## Soal Latihan
1. Kutipan teks tentang penyusunan anggaran negara menyebut tahapan yang dibuat untuk mengatasi kendala waktu dengan beberapa nama. Tuliskan semua nama itu.
2. Menurut kutipan teks tentang penyusunan anggaran negara, apa yang dilakukan Kementerian/Lembaga dalam tahapan pembahasan pendahuluan?

## Kutipan Teks
---
KASUS
HAMBALANG : Sebuah Cerita Tentang Kacang Panjang Dan Kacang Pendek (Intermezzo)
( lanjutan ……)
KESEPAKATAN POLITIS
Praktek ketatanegaraan di Indonesia,
khususnya di bidang penyusunan anggaran Negara, boleh dikatakan cukup unik.
Praktek ini tidak terlepas dari historis filosofis bangsa Indonesia yang
menginginkan cara hidup berdemokrasi dengan
cara yang berbeda dibandingkan dengan Negara demokrasi di belahan Barat sana.
Kendala waktu (time constraint), yang secara
teori merupakan hambatan yang tidak
terhindarkan dalam pembahasan usulan anggaran di lembaga legislatif, disikapi
dengan cara yang sederhana dan penuh kekeluargaan. Yaitu dengan menciptakan
suatu ‘ tahapan antara’ (inter medium) yang
dikenal sebagai tahapan pembahasan pendahuluan.
Dalam tahapan inilah Kementerian/
Lembaga berinteraksi secara langsung dengan mitra mereka di lembaga legislatif.
---
## Cuplikan Data
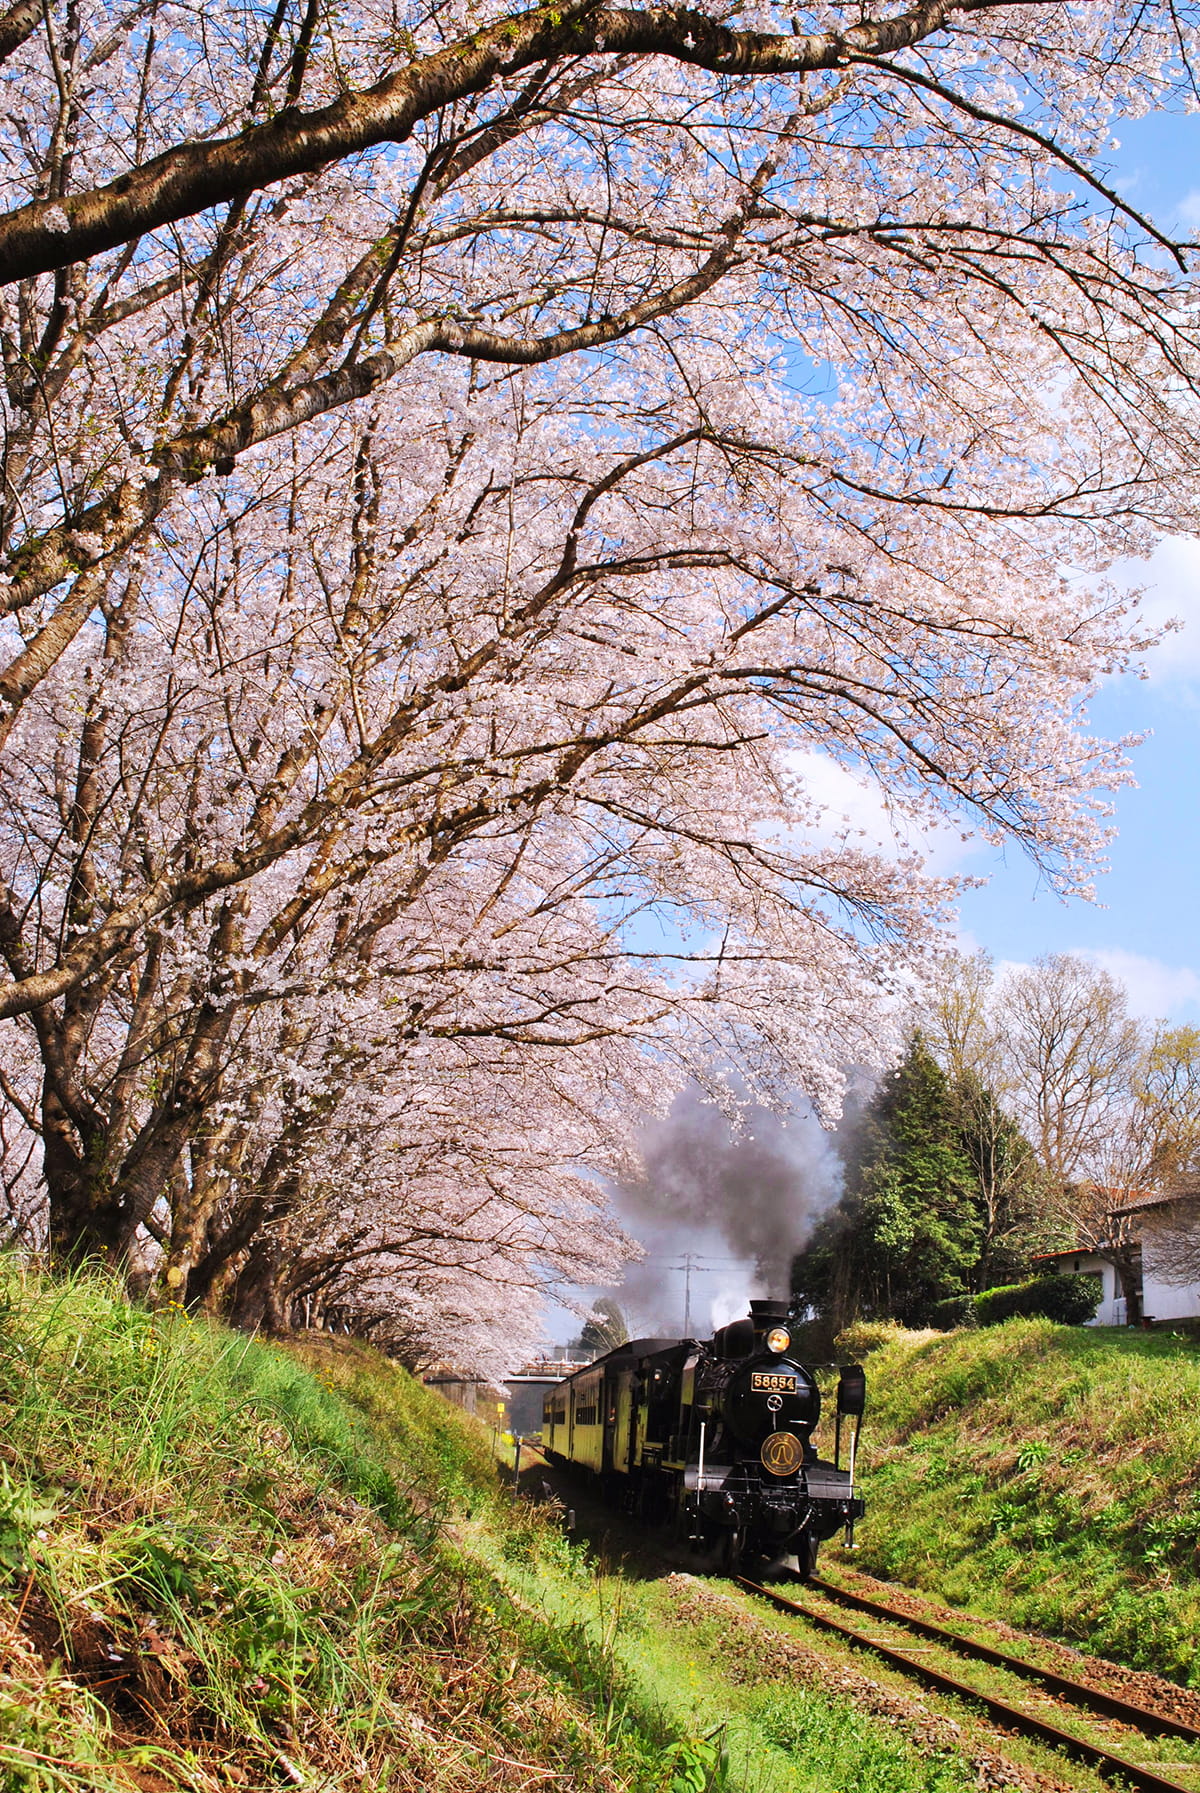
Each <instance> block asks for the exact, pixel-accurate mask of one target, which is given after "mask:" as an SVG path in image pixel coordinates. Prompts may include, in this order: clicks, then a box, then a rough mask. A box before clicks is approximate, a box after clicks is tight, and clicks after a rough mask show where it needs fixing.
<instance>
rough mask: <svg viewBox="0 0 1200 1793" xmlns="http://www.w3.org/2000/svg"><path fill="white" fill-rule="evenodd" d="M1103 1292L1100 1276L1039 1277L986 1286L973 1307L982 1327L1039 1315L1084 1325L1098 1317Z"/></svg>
mask: <svg viewBox="0 0 1200 1793" xmlns="http://www.w3.org/2000/svg"><path fill="white" fill-rule="evenodd" d="M1100 1293H1101V1291H1100V1277H1035V1280H1033V1282H1013V1284H1010V1286H1008V1287H1003V1289H985V1293H983V1295H976V1296H972V1300H970V1307H972V1311H974V1323H976V1325H979V1327H996V1325H999V1323H1001V1320H1015V1318H1026V1320H1028V1318H1035V1316H1040V1318H1044V1320H1057V1321H1058V1325H1064V1327H1082V1325H1083V1321H1087V1320H1091V1318H1092V1316H1094V1312H1096V1307H1098V1305H1100ZM943 1305H945V1304H943ZM961 1323H963V1321H960V1325H961Z"/></svg>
---
## Jawaban yang Diharapkan
1.
- tahapan antara
- inter medium
- tahapan pembahasan pendahuluan

2. Kementerian/Lembaga berinteraksi secara langsung dengan mitra mereka di lembaga legislatif.